COMPLETE THE FOLLOWING =>
a. Using the article below on importing web data into Excel, decide whether each statement agrees with it, answering yes or no and quoting the words that settle it: (i) Script errors have appeared in Excel's web browser for as long as it has existed. (ii) The built-in browser is opened through Data > Get External Data > From Web. (iii) Refreshing the page or closing the browser and trying again often gives a clean page load.
b. Write the next part of the article on importing web data into Excel, picking up after its final sentence.

TEXT PROVIDED =>
■ ■ ■ ■ ■ ■ ■

Get & Transform: An Alternative to Excel’s Web Browser

Import Web Data by Jeff Lenning

Excel has a built-in web browser that can be used to view web pages and import selected web data. This browser worked well for many years, but, recently, script errors began appearing on some pages. This makes it challenging to import data from some web pages, and frustrates users. The good news is that we can use a Get & Transform query as an alternative to opening Excel’s web browser.


Our goal is to import data from a web page. For example, we’d like to import some exchange rates from Google’s finance page. When we launch Excel’s web browser (Data > Get External Data > From Web), some pages show up just fine. This is illustrated below.

Google Home by Jeff Lenning

But, when we navigate to another page, we may get an intermittent script error. For example, if we try to navigate to Google’s Finance page shown below.

Script Error by Jeff Lenning

Often, you can refresh the page or close the browser and try again to get a clean page load, but, the error slows us down…and…we just don’t like being slowed down.

The good news is that we can retrieve web data using a Get & Transform query. This provides a clean alternative to Excel’s web browser. Let’s check it out.

■ ■ ■ ■ ■ ■ ■

INFORMATION SHOWN =>
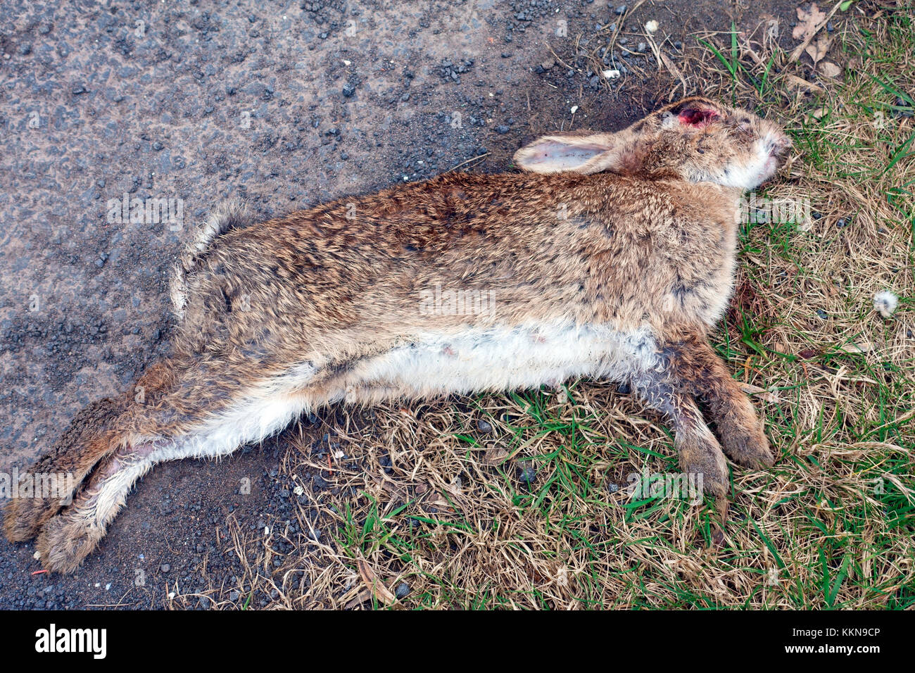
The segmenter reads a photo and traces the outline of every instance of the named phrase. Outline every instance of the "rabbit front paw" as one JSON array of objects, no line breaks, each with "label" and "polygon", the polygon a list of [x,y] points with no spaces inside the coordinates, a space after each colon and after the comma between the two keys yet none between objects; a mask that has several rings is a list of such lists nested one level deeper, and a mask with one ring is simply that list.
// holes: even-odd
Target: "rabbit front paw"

■ ■ ■ ■ ■ ■ ■

RESULTS IN ORDER =>
a.
(i) No: "This browser worked well for many years, but, recently, script errors began appearing on some pages."
(ii) Yes: "When we launch Excel’s web browser (Data > Get External Data > From Web)"
(iii) Yes: "Often, you can refresh the page or close the browser and try again to get a clean page load"

b.
Get & Transform Query

We’ll accomplish this with the following steps:

  • Enter the web page URL
  • Pick the data table
  • Load to Excel

We’ll work through each step together.

Note: The steps below are presented with Excel for Windows 2016. If you are using a different version of Excel, please note that the features presented may not be available or you may need to download and install the Power Query Add-in.

Enter the web page URL

To retrieve web data using a Get & Transform query, you’ll need to know the web URL. You can commit it to memory if it’s short and simple, or, just browse to the page in your normal browser and copy the web address. Next, you’ll want to use the following command from the Get & Transform ribbon group:

  • Data > New Query > From Other Sources > From Web

This displays the From Web dialog, where we can enter the desired URL, as shown below.

From Web by Jeff Lenning

We click OK to open the Navigator dialog, where we can pick the desired data table.

Pick the data table

The Navigator dialog displays the importable web tables that exist at the URL. You can click through the tables and get a preview of the data. Since we want the exchange rate table, we click through the tables until we find the one we want, as shown below.

Excel Navigator by Jeff Lenning

With the data table selected, it is time to move to the final step.

Load to Excel

We use the Load button to bring the data back into Excel. If we select Load, Excel will place the data into a blank worksheet. If we select Load To, Excel allows us to specify the destination. Either way, the data is loaded into Excel, as shown below.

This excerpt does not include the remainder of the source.